:: EXTRACTED MATERIAL ::

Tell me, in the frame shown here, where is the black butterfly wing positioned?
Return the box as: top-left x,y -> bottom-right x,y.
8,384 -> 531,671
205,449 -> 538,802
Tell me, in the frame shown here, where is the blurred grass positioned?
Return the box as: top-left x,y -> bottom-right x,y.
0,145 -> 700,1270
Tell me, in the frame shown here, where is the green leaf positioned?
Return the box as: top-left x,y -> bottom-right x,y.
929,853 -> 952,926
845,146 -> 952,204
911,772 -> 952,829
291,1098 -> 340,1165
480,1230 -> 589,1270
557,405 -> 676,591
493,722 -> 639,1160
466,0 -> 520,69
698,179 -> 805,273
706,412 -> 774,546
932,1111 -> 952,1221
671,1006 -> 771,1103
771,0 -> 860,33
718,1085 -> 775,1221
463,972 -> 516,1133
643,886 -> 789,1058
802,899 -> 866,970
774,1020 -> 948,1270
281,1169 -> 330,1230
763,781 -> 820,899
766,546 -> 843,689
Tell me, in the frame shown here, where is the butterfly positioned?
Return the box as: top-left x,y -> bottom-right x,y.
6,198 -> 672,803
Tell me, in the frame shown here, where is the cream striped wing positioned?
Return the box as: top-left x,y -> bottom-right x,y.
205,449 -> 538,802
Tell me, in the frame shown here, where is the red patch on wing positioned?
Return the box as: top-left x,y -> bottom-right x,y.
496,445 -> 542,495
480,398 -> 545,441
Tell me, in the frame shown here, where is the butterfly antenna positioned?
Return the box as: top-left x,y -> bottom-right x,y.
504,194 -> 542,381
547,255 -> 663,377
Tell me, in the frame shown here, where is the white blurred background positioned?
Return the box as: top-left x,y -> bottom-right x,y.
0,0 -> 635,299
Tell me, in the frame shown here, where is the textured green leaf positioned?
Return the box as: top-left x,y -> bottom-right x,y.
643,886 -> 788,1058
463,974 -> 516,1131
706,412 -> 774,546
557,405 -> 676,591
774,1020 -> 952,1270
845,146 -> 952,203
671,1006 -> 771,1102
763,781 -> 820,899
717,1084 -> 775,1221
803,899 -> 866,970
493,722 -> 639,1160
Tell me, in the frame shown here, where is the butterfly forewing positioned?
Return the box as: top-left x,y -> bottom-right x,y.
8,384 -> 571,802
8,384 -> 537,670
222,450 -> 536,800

:::

◆ AIM OF THE TASK
Repeat all of the records above word for word, leaving out nothing and changing nothing.

◆ THE RESPONSE
Tell me, in the frame shown here, where is the black butterfly wing positioned?
Return the box as: top-left x,y -> bottom-right x,y.
8,384 -> 531,671
205,449 -> 538,802
Tell me, in the frame shown here, where is the blurred grass positioned?
Return the box as: top-left x,y -> bottom-right x,y.
0,145 -> 700,1270
Tell me, in the frame shown here, where is the green leaf positioned?
Return the box as: top-left x,y -> bottom-right x,y.
929,853 -> 952,926
845,146 -> 952,204
911,772 -> 952,829
291,1098 -> 340,1165
480,1230 -> 589,1270
557,405 -> 676,591
493,722 -> 639,1160
466,0 -> 520,69
698,179 -> 805,273
706,412 -> 774,546
932,1111 -> 952,1221
671,1006 -> 771,1103
771,0 -> 860,33
718,1085 -> 775,1221
463,972 -> 516,1133
643,886 -> 789,1058
802,899 -> 866,970
774,1020 -> 948,1270
281,1169 -> 330,1230
763,781 -> 820,899
766,546 -> 843,689
Tell me, in the frame shown here, where is the butterfly positioned?
Return the box as: top-left x,y -> bottom-right x,y.
6,198 -> 672,803
Tell me, in the frame shown here, where is the cream striped wing positioned?
Return the box as: top-left x,y -> bottom-right x,y.
205,449 -> 538,802
Tell me, in the frame shown here, where is the red patch on wing positioned?
Return the box as: top-left x,y -> bottom-right x,y.
496,445 -> 542,495
480,398 -> 545,441
Tell me, in the frame shown here, where is the butterfly antenna positioned?
Return the box as: top-left x,y -> bottom-right x,y.
504,194 -> 542,381
547,255 -> 663,377
Tell me, in the frame shown here, where is the white blurred background positioned?
Return the box as: top-left x,y -> bottom-right x,y.
0,0 -> 635,299
Tell me, in the frame shown here, where is the textured green leaf positioned?
Return the box as: top-left x,y -> bottom-right x,y.
643,886 -> 788,1058
463,974 -> 516,1131
706,412 -> 774,546
557,405 -> 676,591
774,1020 -> 952,1270
845,146 -> 952,203
671,1006 -> 771,1102
763,781 -> 820,899
717,1084 -> 775,1221
803,899 -> 866,970
493,722 -> 639,1160
Tell me, in the frame shown here, where is the butterfly forewing positioned?
Return the box as: top-left x,y -> bottom-right x,y.
8,384 -> 571,802
8,384 -> 537,670
222,450 -> 536,800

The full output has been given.